What the task requires
Could you give back only the lines of the listing below, from the one containing "Where can the banner" down to the one containing "<point>1196,542</point>", with "instance" changed to "occurrence" and nothing else altered?

Exercise data

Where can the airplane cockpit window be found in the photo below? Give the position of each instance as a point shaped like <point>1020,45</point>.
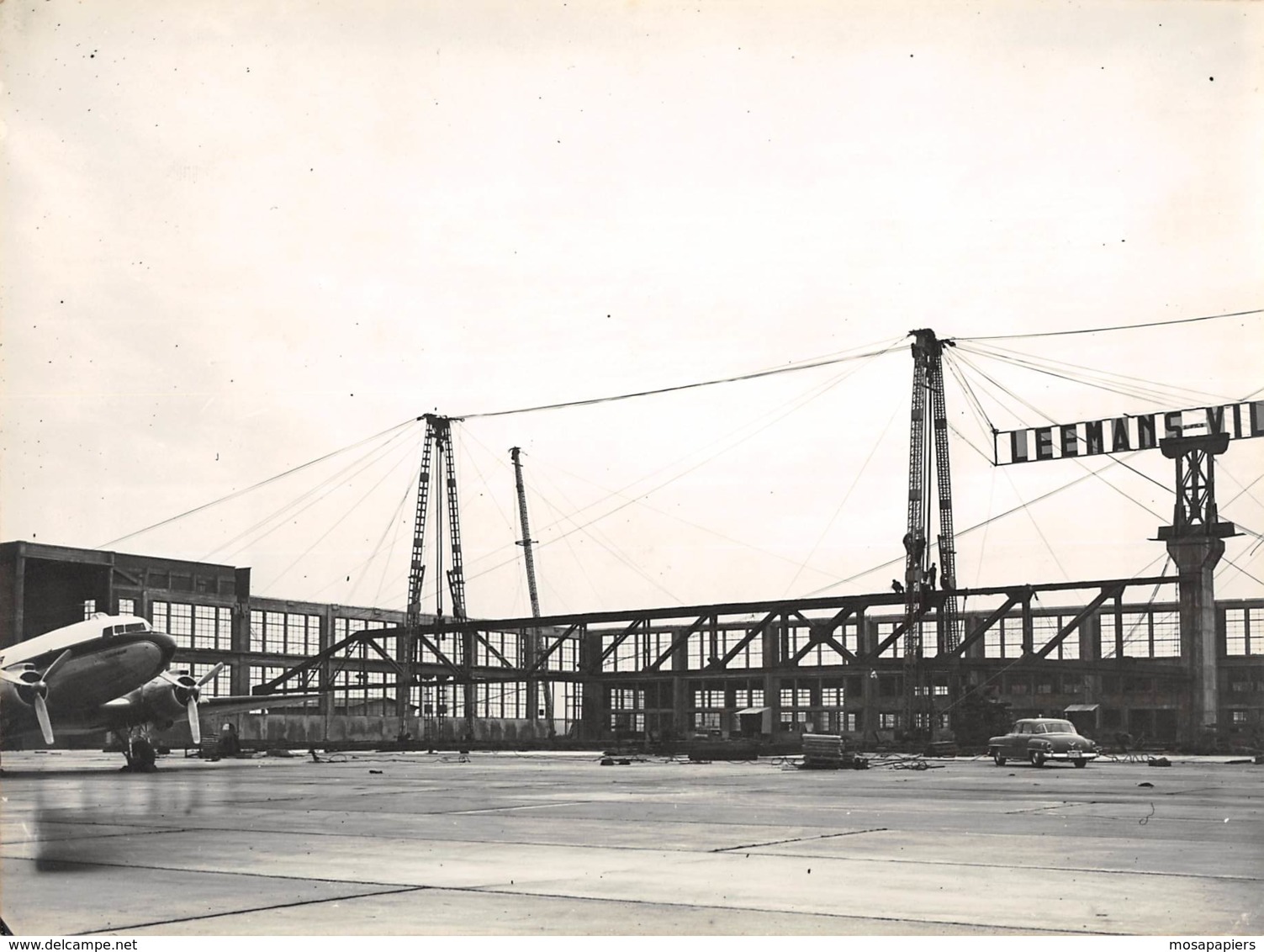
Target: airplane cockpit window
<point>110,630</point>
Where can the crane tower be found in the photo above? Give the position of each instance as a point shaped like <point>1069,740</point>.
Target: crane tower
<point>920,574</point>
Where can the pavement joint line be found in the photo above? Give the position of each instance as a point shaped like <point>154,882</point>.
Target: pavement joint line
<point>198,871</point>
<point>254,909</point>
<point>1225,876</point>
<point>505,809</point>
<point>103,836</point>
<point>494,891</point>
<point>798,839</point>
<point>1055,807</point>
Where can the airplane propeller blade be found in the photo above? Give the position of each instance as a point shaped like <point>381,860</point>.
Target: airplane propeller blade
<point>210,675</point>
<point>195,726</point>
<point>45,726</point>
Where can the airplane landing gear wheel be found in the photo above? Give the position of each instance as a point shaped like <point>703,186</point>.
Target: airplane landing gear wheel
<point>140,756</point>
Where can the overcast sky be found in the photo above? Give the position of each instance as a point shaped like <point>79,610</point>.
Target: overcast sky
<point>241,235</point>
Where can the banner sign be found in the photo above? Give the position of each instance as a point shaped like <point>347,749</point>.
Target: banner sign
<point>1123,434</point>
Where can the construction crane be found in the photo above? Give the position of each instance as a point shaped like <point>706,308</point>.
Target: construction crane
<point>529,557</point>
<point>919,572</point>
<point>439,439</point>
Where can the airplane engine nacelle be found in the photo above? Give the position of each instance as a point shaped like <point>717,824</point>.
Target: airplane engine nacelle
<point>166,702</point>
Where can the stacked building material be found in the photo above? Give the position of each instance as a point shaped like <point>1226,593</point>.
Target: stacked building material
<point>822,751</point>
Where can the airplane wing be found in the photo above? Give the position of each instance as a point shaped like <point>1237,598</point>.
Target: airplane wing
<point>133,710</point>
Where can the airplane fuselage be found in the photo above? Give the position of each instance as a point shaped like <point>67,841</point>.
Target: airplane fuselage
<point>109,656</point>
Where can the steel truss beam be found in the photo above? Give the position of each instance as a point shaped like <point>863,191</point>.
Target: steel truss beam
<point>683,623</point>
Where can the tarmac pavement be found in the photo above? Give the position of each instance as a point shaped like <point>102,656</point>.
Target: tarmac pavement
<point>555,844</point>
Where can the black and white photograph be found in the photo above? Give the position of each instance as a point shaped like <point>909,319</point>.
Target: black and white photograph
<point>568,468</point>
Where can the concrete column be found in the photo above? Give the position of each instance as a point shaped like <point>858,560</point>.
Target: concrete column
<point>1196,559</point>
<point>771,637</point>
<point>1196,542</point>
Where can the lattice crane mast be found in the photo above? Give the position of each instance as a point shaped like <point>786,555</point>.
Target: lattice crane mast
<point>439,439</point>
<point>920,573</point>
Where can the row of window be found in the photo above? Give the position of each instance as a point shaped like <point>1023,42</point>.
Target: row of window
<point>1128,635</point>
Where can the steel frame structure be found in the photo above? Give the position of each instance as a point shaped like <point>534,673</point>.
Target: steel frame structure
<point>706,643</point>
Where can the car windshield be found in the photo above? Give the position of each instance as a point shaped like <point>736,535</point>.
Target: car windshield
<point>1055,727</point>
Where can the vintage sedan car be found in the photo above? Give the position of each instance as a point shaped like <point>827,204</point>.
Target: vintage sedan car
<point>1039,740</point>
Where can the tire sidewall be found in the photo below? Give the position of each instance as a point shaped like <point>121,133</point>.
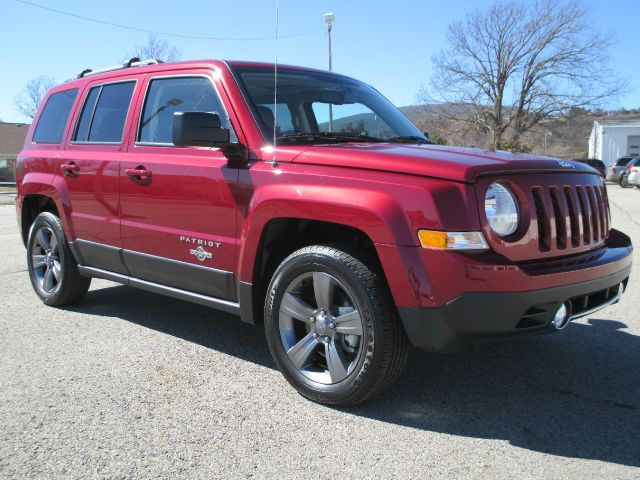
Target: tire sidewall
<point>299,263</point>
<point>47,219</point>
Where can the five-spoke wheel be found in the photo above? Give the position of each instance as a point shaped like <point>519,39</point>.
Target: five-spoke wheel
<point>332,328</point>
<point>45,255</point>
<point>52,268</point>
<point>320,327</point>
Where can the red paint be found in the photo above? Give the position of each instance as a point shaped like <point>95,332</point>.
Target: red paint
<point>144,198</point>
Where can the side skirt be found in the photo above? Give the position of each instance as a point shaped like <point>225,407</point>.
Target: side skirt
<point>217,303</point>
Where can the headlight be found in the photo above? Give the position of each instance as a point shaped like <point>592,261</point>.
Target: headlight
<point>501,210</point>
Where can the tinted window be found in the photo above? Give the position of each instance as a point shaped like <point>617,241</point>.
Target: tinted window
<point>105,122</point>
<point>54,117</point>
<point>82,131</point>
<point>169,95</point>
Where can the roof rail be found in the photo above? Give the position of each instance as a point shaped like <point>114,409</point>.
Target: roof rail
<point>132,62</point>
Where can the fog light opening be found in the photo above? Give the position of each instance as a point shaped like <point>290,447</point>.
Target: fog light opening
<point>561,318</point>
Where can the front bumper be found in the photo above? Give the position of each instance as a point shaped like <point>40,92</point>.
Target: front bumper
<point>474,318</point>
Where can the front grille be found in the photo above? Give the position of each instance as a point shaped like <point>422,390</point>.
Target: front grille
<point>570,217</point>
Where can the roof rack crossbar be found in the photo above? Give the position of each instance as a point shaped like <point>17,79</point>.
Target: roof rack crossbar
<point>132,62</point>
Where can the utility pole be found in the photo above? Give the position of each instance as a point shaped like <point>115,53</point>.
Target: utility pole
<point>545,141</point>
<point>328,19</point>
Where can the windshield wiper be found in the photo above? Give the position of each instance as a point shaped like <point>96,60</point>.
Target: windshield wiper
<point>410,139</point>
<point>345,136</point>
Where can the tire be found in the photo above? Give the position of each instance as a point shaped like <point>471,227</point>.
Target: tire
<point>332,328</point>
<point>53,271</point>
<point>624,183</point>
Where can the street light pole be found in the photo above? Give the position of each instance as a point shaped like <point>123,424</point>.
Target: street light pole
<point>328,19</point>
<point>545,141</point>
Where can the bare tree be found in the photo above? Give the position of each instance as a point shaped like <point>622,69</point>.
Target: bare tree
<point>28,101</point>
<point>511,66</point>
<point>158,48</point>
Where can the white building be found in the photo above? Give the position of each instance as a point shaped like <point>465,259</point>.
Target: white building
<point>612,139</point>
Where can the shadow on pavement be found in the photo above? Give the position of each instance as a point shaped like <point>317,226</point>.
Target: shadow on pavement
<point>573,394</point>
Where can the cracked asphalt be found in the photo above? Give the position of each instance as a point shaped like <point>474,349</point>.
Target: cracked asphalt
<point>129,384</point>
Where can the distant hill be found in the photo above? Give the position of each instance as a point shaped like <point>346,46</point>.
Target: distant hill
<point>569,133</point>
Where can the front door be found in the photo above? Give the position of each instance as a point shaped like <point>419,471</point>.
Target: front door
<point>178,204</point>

--

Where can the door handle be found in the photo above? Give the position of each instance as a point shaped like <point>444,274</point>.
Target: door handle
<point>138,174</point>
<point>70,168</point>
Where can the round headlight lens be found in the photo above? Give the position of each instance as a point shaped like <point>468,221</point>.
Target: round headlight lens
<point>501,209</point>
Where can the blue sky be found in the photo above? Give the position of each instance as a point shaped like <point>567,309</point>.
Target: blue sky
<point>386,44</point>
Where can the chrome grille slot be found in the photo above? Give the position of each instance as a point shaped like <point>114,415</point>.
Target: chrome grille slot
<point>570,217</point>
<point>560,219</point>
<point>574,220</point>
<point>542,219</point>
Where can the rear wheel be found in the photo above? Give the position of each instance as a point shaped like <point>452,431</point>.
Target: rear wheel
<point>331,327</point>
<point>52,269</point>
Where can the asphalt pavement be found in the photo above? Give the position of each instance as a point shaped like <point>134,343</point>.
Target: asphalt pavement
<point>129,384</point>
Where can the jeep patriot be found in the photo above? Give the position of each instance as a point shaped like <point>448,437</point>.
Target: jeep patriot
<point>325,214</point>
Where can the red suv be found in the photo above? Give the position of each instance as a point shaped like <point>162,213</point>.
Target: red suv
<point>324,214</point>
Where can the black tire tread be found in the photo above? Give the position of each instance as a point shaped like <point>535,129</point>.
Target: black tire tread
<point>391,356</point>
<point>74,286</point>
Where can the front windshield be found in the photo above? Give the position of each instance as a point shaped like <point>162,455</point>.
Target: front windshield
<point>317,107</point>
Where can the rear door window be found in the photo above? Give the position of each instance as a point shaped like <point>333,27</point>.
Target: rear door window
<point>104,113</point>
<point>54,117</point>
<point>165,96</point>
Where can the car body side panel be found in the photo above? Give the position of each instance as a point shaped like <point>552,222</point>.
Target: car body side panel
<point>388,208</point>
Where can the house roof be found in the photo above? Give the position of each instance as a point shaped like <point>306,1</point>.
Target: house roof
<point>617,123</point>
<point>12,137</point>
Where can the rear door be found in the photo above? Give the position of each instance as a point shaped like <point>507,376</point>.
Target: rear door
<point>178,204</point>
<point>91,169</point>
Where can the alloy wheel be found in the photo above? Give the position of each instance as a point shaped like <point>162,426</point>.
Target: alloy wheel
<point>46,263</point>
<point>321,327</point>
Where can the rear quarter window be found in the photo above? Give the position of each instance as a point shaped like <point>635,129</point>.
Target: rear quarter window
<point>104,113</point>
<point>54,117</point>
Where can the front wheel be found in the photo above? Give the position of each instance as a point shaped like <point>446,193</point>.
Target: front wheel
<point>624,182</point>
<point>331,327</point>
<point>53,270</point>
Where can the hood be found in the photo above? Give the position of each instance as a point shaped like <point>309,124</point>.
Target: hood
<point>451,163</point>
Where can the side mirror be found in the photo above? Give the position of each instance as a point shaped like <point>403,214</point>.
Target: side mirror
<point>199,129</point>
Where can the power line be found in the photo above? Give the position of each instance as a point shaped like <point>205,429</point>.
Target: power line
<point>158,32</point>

Result for this task
Where can the banner sign be found in the photo above? Give the position of each occurrence as a point shaped like <point>347,749</point>.
Target: banner sign
<point>1123,434</point>
Where can the construction crane be found in the photo above? Give the position of each occurrence as a point shaped like <point>706,308</point>.
Target: construction crane
<point>529,557</point>
<point>919,572</point>
<point>439,439</point>
Where can the airplane engine nacelle be found in the photo above? Give the position of each occurrence as a point shaped like <point>717,824</point>.
Target: airplane engine nacelle
<point>166,702</point>
Where can the stacked building material be found in the photo above? Give the position of each occurrence as a point shaped like <point>1226,593</point>.
Target: stacked building material
<point>822,751</point>
Where can the airplane wing be found in the photo above? Give the position of each occurrence as a point shaped like <point>1237,598</point>.
Target: airplane wing
<point>133,710</point>
Where can the airplane fuselage be found in the photo above? Give the position of each occurrence as a point shaped like <point>67,841</point>.
Target: airplane fuselage
<point>109,656</point>
Where can the steel truss beam be found in the photo above? Give the position of each occurrence as a point shaped like <point>863,191</point>.
Target: steel truss beam
<point>683,623</point>
Where can the tarmac pavement be found in the photo above? Give the position of each occurrence as a point shaped like <point>102,656</point>.
Target: tarmac pavement
<point>555,844</point>
Where can the black and white photograph be found in the photo above? Give the position of each occurrence as a point shaped like <point>909,319</point>.
Target: black and white photograph
<point>568,468</point>
Where can the concrete column be found in the photo above? Give the position of each occurrence as a point shaped like <point>858,560</point>.
Target: concrete column
<point>1196,559</point>
<point>771,637</point>
<point>1196,542</point>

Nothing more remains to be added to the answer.